- [GIVEN PROBLEM]
Count the lines below that contain the string "white", matching case exactly, and give only the number.

Saved data entries
========

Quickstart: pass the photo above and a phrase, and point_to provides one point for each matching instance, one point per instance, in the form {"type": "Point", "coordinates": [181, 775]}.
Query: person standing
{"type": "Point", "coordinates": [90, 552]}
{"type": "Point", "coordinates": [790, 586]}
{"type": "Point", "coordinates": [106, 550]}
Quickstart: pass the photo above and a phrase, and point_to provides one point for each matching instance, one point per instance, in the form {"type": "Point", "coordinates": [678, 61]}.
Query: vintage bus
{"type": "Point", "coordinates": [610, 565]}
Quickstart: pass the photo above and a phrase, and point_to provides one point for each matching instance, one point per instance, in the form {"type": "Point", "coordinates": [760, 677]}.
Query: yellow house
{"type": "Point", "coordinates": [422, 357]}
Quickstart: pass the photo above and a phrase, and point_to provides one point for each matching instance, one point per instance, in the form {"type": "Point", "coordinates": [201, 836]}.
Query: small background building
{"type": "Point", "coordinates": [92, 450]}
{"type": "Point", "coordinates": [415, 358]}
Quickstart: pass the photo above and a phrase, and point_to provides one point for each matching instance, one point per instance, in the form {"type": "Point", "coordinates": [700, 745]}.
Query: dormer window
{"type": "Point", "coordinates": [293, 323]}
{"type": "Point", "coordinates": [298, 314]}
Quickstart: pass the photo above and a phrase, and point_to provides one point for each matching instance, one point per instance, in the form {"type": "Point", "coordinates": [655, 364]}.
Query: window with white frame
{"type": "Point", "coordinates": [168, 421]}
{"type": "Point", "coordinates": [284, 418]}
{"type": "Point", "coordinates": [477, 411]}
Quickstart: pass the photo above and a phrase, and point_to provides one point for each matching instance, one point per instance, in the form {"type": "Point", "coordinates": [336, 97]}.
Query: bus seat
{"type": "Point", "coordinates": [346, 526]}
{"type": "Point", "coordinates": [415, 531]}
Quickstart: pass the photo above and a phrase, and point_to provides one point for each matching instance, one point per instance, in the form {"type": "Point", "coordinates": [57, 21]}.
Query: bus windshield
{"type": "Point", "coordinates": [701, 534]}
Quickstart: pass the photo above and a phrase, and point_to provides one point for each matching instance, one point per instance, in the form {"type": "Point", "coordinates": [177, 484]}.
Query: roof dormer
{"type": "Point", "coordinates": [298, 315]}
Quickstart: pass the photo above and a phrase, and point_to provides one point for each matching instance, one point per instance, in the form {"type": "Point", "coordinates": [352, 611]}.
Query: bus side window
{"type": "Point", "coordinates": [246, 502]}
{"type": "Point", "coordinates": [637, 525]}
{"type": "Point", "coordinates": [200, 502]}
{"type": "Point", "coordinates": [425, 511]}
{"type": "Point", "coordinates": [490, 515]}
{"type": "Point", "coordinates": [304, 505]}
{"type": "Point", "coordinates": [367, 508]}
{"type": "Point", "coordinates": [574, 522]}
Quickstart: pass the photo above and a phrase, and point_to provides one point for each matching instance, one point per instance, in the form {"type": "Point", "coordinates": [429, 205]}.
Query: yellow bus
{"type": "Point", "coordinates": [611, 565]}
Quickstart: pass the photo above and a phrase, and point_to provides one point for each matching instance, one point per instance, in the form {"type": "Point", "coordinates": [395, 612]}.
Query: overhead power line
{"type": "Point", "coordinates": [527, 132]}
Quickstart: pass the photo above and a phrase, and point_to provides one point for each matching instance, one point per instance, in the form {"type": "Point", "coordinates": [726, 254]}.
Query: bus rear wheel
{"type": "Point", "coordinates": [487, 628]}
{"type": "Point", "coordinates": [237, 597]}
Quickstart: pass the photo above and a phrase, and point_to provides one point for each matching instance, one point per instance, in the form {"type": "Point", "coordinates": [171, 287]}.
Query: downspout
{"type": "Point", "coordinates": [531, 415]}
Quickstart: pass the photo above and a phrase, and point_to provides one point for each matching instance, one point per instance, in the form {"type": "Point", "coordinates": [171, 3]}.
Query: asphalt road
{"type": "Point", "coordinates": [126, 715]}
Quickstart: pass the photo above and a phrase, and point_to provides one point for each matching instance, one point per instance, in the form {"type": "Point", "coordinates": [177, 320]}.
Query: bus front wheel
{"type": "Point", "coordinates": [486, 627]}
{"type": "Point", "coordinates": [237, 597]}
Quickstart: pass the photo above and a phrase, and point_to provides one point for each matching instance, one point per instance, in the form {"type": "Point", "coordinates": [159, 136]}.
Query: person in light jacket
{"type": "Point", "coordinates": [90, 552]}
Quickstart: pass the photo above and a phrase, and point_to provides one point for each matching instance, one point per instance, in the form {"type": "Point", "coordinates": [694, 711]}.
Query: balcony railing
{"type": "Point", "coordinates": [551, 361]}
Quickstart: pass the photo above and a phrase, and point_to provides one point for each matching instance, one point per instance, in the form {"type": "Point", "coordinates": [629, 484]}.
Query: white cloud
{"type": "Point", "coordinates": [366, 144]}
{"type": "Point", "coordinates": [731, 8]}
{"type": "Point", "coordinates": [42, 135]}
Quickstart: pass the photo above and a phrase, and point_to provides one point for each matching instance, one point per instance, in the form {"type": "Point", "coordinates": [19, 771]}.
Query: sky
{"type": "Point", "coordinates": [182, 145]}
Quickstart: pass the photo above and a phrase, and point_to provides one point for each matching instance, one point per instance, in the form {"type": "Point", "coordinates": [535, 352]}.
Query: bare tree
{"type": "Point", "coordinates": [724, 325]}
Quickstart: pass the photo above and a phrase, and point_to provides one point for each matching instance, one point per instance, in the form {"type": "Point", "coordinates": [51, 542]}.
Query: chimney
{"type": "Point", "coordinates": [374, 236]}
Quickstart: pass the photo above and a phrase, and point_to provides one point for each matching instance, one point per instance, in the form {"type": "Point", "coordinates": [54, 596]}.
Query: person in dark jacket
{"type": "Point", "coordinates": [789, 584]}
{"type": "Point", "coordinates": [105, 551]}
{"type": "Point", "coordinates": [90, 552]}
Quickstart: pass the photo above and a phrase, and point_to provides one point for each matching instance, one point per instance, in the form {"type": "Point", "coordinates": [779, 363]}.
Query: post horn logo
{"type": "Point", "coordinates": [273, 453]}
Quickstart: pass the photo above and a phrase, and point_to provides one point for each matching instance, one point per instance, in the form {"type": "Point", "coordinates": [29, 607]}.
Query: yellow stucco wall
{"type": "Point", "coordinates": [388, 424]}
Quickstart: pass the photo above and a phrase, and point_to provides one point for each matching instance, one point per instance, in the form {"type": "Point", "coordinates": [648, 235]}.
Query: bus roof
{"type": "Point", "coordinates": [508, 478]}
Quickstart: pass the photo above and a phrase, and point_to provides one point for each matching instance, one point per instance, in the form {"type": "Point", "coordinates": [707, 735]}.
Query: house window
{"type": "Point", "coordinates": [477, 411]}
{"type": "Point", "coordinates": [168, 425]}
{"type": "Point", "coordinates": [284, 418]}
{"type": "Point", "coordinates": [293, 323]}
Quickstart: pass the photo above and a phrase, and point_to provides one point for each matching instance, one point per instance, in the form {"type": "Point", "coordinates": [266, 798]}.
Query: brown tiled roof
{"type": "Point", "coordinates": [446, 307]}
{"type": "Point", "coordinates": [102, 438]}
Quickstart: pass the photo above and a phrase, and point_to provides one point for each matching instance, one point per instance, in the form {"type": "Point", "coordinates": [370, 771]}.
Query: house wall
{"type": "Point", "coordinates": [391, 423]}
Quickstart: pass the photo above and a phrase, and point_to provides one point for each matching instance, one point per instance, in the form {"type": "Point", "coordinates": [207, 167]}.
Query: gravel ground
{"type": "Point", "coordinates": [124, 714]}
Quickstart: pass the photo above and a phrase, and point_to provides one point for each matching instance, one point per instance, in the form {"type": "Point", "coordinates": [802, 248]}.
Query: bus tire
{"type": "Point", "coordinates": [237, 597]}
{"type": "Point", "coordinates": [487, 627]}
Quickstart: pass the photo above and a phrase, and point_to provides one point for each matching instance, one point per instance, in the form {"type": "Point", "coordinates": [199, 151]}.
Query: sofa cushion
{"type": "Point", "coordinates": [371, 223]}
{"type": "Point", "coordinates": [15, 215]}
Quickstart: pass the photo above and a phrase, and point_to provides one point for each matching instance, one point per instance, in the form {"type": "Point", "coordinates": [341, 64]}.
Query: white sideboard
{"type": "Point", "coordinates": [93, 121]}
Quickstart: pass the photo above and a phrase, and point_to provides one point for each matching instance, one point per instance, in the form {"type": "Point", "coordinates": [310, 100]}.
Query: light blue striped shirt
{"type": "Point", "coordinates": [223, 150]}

========

- [TASK OUTPUT]
3